◆ Written request:
Everything from the line containing "the smiling mouth" through the last line of the records must be returned verbatim, and nothing outside that range.

◆ Input rows:
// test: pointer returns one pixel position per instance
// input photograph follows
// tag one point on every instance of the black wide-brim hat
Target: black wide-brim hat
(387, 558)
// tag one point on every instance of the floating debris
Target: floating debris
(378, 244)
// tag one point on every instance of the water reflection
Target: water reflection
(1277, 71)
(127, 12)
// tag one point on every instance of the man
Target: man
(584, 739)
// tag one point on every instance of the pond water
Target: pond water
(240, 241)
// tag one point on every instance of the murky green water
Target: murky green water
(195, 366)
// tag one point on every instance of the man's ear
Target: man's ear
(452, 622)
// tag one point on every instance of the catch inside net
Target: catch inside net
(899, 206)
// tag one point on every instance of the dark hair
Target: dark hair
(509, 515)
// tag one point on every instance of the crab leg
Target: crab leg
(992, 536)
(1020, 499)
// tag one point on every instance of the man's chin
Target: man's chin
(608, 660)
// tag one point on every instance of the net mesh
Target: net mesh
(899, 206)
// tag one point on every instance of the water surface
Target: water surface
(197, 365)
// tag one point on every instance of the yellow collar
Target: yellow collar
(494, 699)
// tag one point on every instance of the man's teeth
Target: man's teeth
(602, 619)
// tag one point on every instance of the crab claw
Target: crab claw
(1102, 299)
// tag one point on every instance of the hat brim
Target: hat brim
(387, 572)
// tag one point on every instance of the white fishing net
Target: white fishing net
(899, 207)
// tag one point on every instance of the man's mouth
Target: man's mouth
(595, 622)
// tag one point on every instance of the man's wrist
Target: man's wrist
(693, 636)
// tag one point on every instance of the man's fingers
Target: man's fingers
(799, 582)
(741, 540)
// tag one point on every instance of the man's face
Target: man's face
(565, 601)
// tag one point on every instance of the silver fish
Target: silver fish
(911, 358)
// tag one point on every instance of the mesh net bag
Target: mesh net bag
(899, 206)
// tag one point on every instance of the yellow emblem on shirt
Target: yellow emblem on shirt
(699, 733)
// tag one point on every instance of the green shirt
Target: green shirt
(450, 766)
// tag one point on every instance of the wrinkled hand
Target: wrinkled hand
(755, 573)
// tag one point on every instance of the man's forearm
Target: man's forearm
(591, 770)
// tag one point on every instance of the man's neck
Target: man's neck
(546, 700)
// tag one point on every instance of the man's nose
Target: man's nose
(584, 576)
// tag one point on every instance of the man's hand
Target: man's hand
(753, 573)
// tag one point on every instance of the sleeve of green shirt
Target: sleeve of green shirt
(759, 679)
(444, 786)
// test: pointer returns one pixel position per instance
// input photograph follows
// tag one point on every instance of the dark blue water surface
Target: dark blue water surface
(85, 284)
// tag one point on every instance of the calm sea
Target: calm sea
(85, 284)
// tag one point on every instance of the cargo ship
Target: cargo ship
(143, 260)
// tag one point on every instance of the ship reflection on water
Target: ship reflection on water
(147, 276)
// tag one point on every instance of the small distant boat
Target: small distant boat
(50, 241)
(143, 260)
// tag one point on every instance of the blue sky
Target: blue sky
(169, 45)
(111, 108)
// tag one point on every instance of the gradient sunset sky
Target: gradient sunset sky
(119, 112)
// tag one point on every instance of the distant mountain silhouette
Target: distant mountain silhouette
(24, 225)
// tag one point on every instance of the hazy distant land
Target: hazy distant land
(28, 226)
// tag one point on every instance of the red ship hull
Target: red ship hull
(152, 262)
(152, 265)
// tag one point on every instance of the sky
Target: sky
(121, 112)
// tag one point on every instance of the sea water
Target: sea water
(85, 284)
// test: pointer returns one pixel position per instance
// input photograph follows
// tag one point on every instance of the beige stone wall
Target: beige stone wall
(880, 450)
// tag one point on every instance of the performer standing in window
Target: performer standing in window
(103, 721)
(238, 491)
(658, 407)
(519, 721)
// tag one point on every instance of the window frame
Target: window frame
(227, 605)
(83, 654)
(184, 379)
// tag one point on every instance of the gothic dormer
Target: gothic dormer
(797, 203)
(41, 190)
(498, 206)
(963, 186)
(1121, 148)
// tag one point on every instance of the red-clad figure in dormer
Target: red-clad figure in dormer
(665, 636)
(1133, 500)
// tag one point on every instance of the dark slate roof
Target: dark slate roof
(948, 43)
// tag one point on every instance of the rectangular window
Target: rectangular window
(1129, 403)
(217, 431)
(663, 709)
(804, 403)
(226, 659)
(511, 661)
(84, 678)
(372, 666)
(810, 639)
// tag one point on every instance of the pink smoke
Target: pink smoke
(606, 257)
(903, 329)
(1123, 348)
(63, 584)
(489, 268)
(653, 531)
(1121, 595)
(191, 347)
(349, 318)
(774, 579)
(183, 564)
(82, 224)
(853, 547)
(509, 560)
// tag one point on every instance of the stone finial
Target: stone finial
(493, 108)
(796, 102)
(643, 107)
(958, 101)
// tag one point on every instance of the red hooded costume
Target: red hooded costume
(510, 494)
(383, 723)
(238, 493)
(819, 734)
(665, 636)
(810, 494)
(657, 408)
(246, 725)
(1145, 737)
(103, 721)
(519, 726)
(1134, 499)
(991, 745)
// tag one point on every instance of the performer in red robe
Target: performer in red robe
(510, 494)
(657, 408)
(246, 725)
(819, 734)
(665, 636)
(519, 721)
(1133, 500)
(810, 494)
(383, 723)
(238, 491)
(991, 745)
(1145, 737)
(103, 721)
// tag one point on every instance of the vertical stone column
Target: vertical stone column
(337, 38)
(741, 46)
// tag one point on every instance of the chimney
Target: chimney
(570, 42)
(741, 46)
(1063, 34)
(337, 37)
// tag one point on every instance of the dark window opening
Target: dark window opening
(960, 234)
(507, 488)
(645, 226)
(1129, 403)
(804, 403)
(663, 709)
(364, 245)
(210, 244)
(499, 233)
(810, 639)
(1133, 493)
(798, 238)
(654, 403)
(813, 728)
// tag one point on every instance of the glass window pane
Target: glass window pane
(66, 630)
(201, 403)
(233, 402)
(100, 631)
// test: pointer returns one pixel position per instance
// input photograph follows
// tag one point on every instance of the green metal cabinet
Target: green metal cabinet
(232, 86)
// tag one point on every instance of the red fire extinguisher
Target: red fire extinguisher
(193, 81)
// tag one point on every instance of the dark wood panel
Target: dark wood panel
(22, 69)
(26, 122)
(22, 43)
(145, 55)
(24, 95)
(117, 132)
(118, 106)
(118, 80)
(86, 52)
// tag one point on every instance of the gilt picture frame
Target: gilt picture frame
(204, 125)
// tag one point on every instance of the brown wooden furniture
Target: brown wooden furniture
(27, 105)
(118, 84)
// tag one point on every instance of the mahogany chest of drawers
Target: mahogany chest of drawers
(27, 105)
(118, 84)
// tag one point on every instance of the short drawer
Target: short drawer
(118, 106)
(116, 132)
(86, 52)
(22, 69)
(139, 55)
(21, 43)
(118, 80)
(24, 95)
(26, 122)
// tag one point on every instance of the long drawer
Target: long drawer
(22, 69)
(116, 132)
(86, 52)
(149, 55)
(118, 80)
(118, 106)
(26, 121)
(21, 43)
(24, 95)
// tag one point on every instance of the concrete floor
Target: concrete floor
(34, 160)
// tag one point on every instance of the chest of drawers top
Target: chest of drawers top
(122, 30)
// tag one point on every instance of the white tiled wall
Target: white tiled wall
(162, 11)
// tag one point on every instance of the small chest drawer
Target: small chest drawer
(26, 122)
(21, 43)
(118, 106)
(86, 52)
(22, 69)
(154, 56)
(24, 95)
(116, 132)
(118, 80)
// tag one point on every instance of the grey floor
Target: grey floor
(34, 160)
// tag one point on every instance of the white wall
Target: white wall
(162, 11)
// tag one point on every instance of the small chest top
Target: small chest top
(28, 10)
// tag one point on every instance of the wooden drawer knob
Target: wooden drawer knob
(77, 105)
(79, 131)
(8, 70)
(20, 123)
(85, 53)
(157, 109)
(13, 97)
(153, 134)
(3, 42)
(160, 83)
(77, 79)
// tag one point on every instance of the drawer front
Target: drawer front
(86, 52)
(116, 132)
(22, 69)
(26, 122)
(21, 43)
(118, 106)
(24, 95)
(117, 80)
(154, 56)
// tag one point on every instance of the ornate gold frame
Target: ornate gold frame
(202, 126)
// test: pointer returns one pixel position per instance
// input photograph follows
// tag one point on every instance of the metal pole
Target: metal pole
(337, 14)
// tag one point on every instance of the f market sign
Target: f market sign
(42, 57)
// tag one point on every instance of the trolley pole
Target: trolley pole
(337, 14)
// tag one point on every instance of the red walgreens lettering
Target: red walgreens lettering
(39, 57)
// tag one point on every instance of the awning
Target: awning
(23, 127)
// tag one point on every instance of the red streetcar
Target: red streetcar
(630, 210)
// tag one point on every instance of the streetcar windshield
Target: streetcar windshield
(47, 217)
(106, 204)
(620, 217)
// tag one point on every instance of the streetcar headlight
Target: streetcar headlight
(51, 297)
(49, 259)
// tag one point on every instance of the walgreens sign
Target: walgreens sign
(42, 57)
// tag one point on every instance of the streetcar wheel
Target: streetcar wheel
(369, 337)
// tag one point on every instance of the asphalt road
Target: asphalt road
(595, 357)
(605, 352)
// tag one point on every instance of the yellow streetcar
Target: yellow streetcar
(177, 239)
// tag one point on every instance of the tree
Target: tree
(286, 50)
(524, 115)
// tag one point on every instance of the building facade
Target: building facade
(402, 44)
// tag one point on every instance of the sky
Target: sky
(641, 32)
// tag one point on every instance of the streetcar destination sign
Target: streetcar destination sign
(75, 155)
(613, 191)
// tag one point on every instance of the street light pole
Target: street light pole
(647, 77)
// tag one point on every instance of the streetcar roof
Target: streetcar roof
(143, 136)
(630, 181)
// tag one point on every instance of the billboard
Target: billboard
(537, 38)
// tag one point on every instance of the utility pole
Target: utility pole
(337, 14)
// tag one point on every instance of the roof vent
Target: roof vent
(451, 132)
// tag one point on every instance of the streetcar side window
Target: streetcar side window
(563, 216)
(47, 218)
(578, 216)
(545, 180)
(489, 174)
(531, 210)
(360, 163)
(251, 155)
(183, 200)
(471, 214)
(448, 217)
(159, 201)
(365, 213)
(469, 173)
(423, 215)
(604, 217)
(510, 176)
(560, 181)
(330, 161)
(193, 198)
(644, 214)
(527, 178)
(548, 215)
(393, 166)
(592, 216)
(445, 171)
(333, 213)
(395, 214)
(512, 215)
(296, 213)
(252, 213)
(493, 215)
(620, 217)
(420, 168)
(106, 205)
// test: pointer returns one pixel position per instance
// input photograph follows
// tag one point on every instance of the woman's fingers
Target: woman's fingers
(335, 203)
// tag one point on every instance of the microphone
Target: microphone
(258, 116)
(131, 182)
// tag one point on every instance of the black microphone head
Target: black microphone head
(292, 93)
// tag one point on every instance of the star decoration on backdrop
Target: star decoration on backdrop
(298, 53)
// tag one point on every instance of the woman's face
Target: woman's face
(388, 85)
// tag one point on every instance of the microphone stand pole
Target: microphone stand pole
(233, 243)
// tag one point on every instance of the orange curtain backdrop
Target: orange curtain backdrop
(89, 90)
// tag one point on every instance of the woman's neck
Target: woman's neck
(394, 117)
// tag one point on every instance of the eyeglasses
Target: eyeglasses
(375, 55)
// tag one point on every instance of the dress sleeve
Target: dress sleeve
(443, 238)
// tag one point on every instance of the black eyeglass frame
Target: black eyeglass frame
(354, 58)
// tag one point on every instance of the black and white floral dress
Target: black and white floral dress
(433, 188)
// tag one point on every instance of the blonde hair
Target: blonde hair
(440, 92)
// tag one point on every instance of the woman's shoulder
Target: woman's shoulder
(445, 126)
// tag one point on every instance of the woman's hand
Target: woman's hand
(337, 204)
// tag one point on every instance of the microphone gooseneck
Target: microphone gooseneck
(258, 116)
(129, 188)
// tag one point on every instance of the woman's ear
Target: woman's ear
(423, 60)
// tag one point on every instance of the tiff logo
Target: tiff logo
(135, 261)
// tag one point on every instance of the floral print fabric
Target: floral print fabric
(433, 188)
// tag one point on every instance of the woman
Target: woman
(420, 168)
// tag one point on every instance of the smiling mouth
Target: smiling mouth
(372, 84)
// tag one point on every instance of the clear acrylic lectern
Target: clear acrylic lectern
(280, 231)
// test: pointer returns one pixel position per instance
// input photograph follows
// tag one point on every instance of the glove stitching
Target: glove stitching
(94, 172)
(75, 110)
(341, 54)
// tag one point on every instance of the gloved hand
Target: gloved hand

◆ Expected answer:
// tag one point on every instance of the smiling mouth
Target: smiling mouth
(372, 84)
// tag one point on every instance of the clear acrylic lectern
Target: clear acrylic lectern
(280, 231)
// test: pointer returns one pixel position per instance
// input photograph follows
// tag one point on every instance of the glove stitching
Target: glove stitching
(94, 172)
(75, 110)
(341, 54)
// tag one point on every instance of the gloved hand
Target: gloved hand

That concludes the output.